### Consignes écrites
a) D'après la critique de film, répondez brièvement à chaque question :
(i) Quel acteur interprète Monty Brogan ?
(ii) Quelles activités l'interprète de Kostya a-t-il exercées auparavant ?
(iii) À combien d'années de prison Monty est-il condamné ?
b) Dans la critique de film, condensez sous forme de liste le paragraphe commençant par « Le personnage principal, c’est Mont(gomer)y Brogan » en conservant ses faits essentiels.
c) Poursuivez la critique de film à partir de la dernière phrase donnée.
---------- Extrait à lire
Le personnage principal, c’est Mont(gomer)y Brogan, interprété par Edward Norton qui trouve là un rôle « fort », à l’image de ceux qui l’ont révélé dans « American History X » et « Fight Club ». Monty est un dealer « chic », bien sapé, bel appart, jolie meuf (une Portoricaine d’origine, Naturelle Riviera jouée par Rosario Dawson). Son meilleur pote dans ce business est un massif Ukrainien, Kostya (le monumental Tony Siragusa, ancien lutteur et joueur pro de foot américain, presque deux mètres et 0,15 tonne). C’est eux que l’on voit dans la première scène du film, récupérer à l’initiative de Monty un chien bâtard tabassé et abandonné au bord d’une rue, quelques mois (années ?) avant les fameuses « 24 Heures … ». Le clébard, qu’on voit parfois avec Brogan sur l’affiche du film est de plusieurs scènes, mais n’apporte rien à l’histoire. Il est là pour souligner le côté humain de son nouveau maître. Qui certes n'est pas dans les clous vis-à-vis de la loi, mais qui passe pas les « limites ». Il a pas de flingue, c’est pas un violent, il est un jeune mec smart qui « dépanne ».

Il est resté pote avec ses deux copains de lycée voire d’avant, Frank (Barry Pepper), beau gosse trader plein aux as, et Jacob (Philip Seymour Hoffman) prof dans le lycée qu’ils ont fréquenté, a des relations assez conflictuelles avec son père veuf (Brian Cox), ancien alcoolique repenti et tenancier de bar. Pour sa dernière journée (et nuit) de liberté, Monty entend renouer avec son père et souhaite que ses deux vieux potes l’accompagnent avec sa copine dans un bar chic et ensuite dans une boîte tenue par ses fournisseurs de dope (des Russes forcément mafieux) qui lui ont préparé une belle soirée …

Pepper, Hoffman & Norton

C’est pas avec ça qu’on tient plus de deux heures à l’écran. L’intrigue principale (l’angoisse de la taule, sept ans pour la première fois, ça travaille l’esprit et va forcément jouer sur sa relation avec ses proches), accessoirement le pourquoi de la taule (découvrira t-il qui l’a balancé, parce que les flics chez lui sont allés droit au canapé où étaient planqués les billets et la dope).
--------------------
---------- Entrées extraites
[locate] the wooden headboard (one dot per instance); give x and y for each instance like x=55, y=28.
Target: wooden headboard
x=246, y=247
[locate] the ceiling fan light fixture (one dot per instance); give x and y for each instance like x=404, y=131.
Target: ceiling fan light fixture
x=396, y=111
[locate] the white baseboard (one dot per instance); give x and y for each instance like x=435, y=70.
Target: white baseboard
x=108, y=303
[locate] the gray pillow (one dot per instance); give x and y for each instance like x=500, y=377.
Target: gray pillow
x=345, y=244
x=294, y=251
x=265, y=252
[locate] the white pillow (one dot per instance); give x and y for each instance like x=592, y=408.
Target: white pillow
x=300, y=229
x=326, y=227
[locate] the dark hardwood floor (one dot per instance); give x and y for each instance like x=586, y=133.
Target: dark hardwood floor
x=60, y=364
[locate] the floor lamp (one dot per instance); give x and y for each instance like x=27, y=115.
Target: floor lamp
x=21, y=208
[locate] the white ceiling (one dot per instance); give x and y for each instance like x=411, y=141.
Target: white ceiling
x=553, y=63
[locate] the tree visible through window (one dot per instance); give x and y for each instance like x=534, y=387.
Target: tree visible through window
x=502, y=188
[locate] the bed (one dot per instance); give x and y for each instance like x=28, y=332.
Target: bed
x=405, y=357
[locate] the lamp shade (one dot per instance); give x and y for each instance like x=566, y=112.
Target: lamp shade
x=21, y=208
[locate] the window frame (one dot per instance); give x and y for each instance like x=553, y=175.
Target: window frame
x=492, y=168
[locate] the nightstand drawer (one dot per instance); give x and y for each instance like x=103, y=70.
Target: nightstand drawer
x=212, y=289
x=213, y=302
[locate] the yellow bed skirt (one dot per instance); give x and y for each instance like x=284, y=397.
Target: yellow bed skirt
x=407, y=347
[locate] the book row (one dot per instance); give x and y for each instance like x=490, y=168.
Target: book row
--------------------
### Réponses à l'exercice
a)
(i) Edward Norton.
(ii) Lutteur et joueur professionnel de football américain.
(iii) Sept ans.

b)
- Personnage principal : Monty Brogan, joué par Edward Norton, dans un rôle « fort » comparable à ceux d'« American History X » et de « Fight Club ».
- Monty est un dealer « chic » : bien habillé, bel appartement, compagne d'origine portoricaine, Naturelle Riviera (Rosario Dawson).
- Son meilleur ami dans ce trafic est Kostya, un Ukrainien massif, joué par Tony Siragusa : ancien lutteur et joueur professionnel de football américain, près de deux mètres, 0,15 tonne.
- Dans la première scène, Monty et Kostya recueillent, à l'initiative de Monty, un chien bâtard battu et abandonné au bord d'une rue, quelques mois (ou années) avant les « 24 Heures ».
- Le chien apparaît dans plusieurs scènes et parfois sur l'affiche, sans rien apporter à l'histoire. Il souligne le côté humain de Monty.
- Monty enfreint la loi sans dépasser les « limites » : pas d'arme, pas de violence. C'est un jeune homme intelligent qui « dépanne ».

c)
Ce qui rajoute de l’intérêt à ce film, ce sont les longues discussions entre les protagonistes (Frank et Jacob se donnent rendez-vous chez Frank, ils vont manger un morceau dans un restau asiatique, ils attendent avec Naturelle au bar l’arrivée de Monty, puis vont à la soirée en boîte). Norton est très bon, dans le type au bord de l’abîme. Pepper aussi, dans le rôle du beau gosse friqué sûr de son charme et de sa réussite sociale. Et Philip Seymour Hoffman, comme toujours crève l’écran. Timide et complexé maladif, on le voit en cours se faire allumer par une gamine de seize ans (belle composition d’Anna Paquin), que pas de bol pour lui, il va retrouver par hasard dans la soirée en boîte. Chaque apparition de Hoffman est un régal. Il faut le voir avec ses deux potes beaux gosses tirés à quatre épingles, lui avec sa casquette de baseball, ses binocles, ses fringues informes et son allure rondouillarde, subissant totalement toutes les situations. Effet renforcé par Spike Lee qui le filme le plus souvent en plongée alors que ses interlocuteurs sont filmés en contre-plongée.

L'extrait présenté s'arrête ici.